SHORT TASK 1: List every person mentioned by name in the passage about David, excluding God.
SHORT TASK 2: Carry on the passage about David, starting after its final sentence.

EXTRACTED TEXT:
────────────────────────────────────────

We find him in 2 Samuel 2:1 in a place called Ziklag. It's a surprising place to find a future king of Israel, because it's Philistine territory. You may remember that Goliath was a Philistine warrior. How could David be living in the territory of the enemy he defeated? He's on this border between Philistia and Israel, waiting to see what God will do next in his life. He just received news while in Ziklag that Saul is dead, which, I have to be honest, would make me want to throw a party, because this is the guy who was coming at David's head with spears while David wasn't trying to do anything but give him some mood music in the palace. This is the guy who told him, "I won't mess with you anymore," and even while he was telling him, "I'm going to leave you alone" was heading him off at the next pass.

So while we are expecting David to celebrate the news of the death of Saul… Not only has Saul fallen on his own sword and taken his own life… I have news for you. You don't even have to worry about fighting against what comes against you. God will kill it when the time is right. Some of the stuff you spend your whole life fighting against, God is going to kill it on its own sword when the time comes.

So they tell David, "Saul is dead," but instead of celebration David goes into a period of sorrow and mourning, and he writes a song of lament for his enemy, King Saul, and his sons, one of whom was Jonathan who was David's best friend. It should have been his rival, but it ended up being his partner. When he received the news that Jonathan, who was his friend, had died and Saul, who was his oppressor, had died… Usually, if you look right past good news, bad news is right behind it, and they come at the same time. Have you noticed this? I've gotten to the place where I am suspicious of good days. I don't know if that's a good thing or a bad thing. But for David, it's not a very sweet moment or an announcement that brings him joy. He writes what's known in Hebrew poetry as a lament. It becomes a national lament, because after he writes it he teaches all of the people to sing it.

Look at just a few verses, a few bars, if you will, in 2 Samuel, chapter 1, verse 25. He says upon hearing the news of Saul's death, "How the mighty have fallen in battle"! He's not celebrating good times. He is despairing over the death of someone who was trying to kill him. That's kind of strange. "Jonathan lies slain on your heights". Remember, Jonathan was his guy. Verse 26: "I grieve for you, Jonathan my brother; you were very dear to me. Your love for me was wonderful…" It's kinda hard with you not around Know you're in heaven smiling down Watching us as we pray for you Every day we pray for you Till the day we meet again In my heart is where I'll keep you, friend. Is there something different on the screens? I must have switched out of 2 Samuel and went into "2 Puff," but that's all right. Stay with me.

There comes a shift where David knows, "I have to stop mourning and move on". There comes a time in your life when you must stop mourning. Nobody can tell you when that is. Only God can tell you when you've cried over Saul long enough. That's what the prophet Samuel had to come to terms with. I know you believed in Saul, and I know you prayed for Saul, and I know you wanted more out of Saul, but it's time to fill your horn with oil and be on your way, because your plan B is God's plan A. "I found a man after my own heart, and his name is David". There's a shift that happens.

────────────────────────────────────────

[Source data]
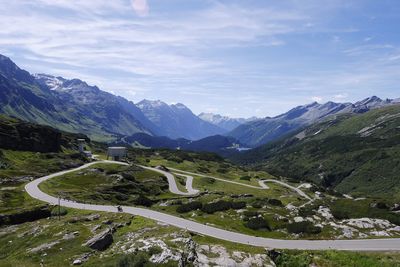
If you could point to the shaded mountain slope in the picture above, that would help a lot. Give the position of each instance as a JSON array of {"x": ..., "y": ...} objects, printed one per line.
[
  {"x": 177, "y": 121},
  {"x": 352, "y": 153}
]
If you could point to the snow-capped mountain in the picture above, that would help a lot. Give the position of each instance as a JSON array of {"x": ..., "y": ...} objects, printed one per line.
[
  {"x": 269, "y": 129},
  {"x": 224, "y": 122},
  {"x": 177, "y": 120}
]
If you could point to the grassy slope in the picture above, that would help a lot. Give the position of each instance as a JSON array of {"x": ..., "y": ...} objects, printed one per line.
[{"x": 347, "y": 161}]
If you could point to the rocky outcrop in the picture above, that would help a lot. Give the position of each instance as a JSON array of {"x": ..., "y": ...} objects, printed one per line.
[
  {"x": 19, "y": 135},
  {"x": 101, "y": 241},
  {"x": 26, "y": 216}
]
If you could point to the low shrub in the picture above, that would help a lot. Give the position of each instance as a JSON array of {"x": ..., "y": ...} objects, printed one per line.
[
  {"x": 222, "y": 170},
  {"x": 195, "y": 205},
  {"x": 221, "y": 206},
  {"x": 203, "y": 169},
  {"x": 258, "y": 223},
  {"x": 275, "y": 202},
  {"x": 56, "y": 211},
  {"x": 143, "y": 201},
  {"x": 303, "y": 227},
  {"x": 249, "y": 213},
  {"x": 245, "y": 178},
  {"x": 208, "y": 180},
  {"x": 238, "y": 205},
  {"x": 138, "y": 259},
  {"x": 306, "y": 211}
]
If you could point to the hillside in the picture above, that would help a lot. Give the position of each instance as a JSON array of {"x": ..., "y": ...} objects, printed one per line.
[
  {"x": 177, "y": 120},
  {"x": 24, "y": 136},
  {"x": 267, "y": 130},
  {"x": 217, "y": 143},
  {"x": 72, "y": 106},
  {"x": 357, "y": 154},
  {"x": 224, "y": 122}
]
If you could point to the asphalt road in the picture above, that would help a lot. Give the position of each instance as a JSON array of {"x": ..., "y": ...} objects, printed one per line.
[{"x": 358, "y": 245}]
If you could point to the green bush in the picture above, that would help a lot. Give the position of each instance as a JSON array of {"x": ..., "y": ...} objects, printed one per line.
[
  {"x": 238, "y": 205},
  {"x": 203, "y": 169},
  {"x": 245, "y": 178},
  {"x": 208, "y": 180},
  {"x": 306, "y": 211},
  {"x": 249, "y": 213},
  {"x": 258, "y": 223},
  {"x": 63, "y": 211},
  {"x": 275, "y": 202},
  {"x": 222, "y": 205},
  {"x": 139, "y": 259},
  {"x": 195, "y": 205},
  {"x": 222, "y": 170},
  {"x": 303, "y": 227},
  {"x": 143, "y": 201}
]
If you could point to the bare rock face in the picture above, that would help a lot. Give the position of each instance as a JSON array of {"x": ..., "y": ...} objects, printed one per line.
[
  {"x": 163, "y": 168},
  {"x": 101, "y": 241}
]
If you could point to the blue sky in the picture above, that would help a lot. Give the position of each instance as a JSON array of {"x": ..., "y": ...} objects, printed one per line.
[{"x": 236, "y": 58}]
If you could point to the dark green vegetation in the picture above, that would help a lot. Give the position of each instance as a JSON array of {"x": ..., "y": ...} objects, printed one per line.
[
  {"x": 211, "y": 208},
  {"x": 222, "y": 145},
  {"x": 24, "y": 136},
  {"x": 81, "y": 108},
  {"x": 334, "y": 259},
  {"x": 262, "y": 131},
  {"x": 347, "y": 208},
  {"x": 357, "y": 154},
  {"x": 20, "y": 244},
  {"x": 303, "y": 227},
  {"x": 123, "y": 185}
]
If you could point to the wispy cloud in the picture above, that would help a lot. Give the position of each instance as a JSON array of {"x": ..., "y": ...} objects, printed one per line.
[
  {"x": 141, "y": 7},
  {"x": 205, "y": 53}
]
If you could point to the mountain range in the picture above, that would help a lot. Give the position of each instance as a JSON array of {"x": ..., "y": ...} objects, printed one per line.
[
  {"x": 222, "y": 145},
  {"x": 262, "y": 131},
  {"x": 224, "y": 122},
  {"x": 350, "y": 152},
  {"x": 74, "y": 106},
  {"x": 177, "y": 121}
]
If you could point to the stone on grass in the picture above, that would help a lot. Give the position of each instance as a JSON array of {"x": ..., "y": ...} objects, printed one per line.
[{"x": 101, "y": 241}]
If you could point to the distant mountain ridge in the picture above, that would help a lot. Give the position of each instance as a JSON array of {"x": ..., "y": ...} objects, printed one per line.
[
  {"x": 266, "y": 130},
  {"x": 177, "y": 121},
  {"x": 219, "y": 144},
  {"x": 224, "y": 122},
  {"x": 351, "y": 152},
  {"x": 74, "y": 106}
]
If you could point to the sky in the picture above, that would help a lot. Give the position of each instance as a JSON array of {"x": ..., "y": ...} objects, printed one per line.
[{"x": 236, "y": 58}]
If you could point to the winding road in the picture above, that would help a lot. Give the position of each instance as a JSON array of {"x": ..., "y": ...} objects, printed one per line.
[{"x": 33, "y": 190}]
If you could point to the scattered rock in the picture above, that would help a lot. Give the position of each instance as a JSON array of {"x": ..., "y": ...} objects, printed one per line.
[
  {"x": 95, "y": 228},
  {"x": 84, "y": 257},
  {"x": 43, "y": 247},
  {"x": 70, "y": 236},
  {"x": 92, "y": 217},
  {"x": 77, "y": 262},
  {"x": 101, "y": 241}
]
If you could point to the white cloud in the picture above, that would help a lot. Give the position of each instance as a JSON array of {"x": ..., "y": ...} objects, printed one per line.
[
  {"x": 316, "y": 98},
  {"x": 141, "y": 7},
  {"x": 341, "y": 96}
]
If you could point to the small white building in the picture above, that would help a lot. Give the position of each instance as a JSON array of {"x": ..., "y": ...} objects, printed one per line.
[
  {"x": 116, "y": 153},
  {"x": 81, "y": 143}
]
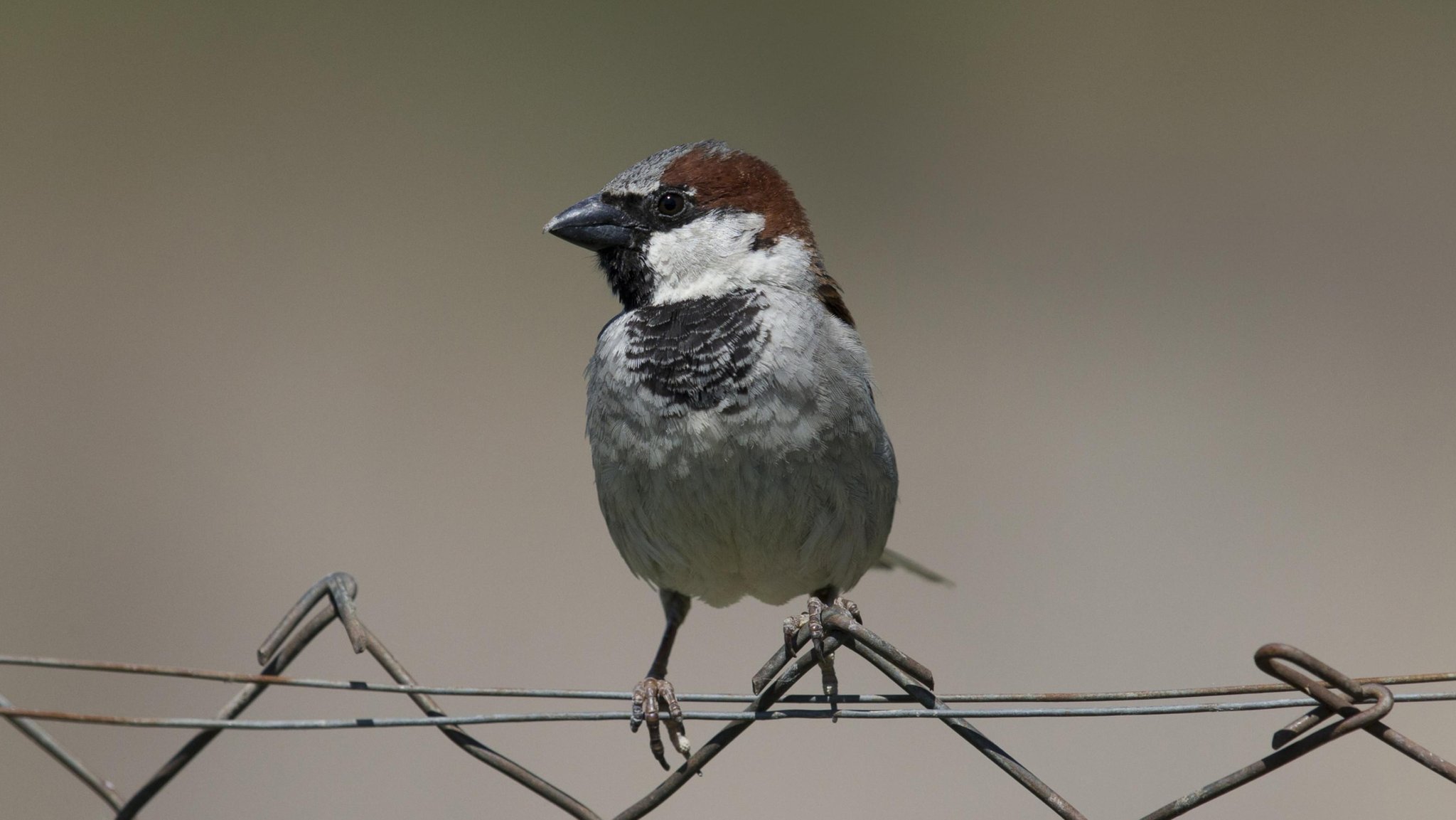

────────────────────────────────────────

TASK OUTPUT 1: David, Goliath, Saul, Jonathan, Samuel

TASK OUTPUT 2:
Now David has to decide to step into what God set him apart for. I'm hesitant to preach stuff like this, because people will take and twist my words and quit their jobs. This is not a license for irresponsibility. I have received so many emails from people who started a bagel shop because they like bagels and I talked about Peter stepping out of the boat. That's not what the passage is for. I've seen so many people blame God for bad decision-making habits. I get it, but I think if God would be… This is just a theory I have.

Let me read you the Scripture. When David needed to know what to do next… I just want to take a poll at Ballantyne. I wish I could do this at all of the campuses. Do you have a decision you need to make right now? Raise your hand. It won't be as big as David's decision to be king. I get it. You're not that epic. I'm not that epic. We're not that epic. But don't you believe that the principles that governed his epic rise and his dynasty are the same principles God would use to govern your everyday life? The principles aren't different. The stakes aren't as high, but the principles are no different.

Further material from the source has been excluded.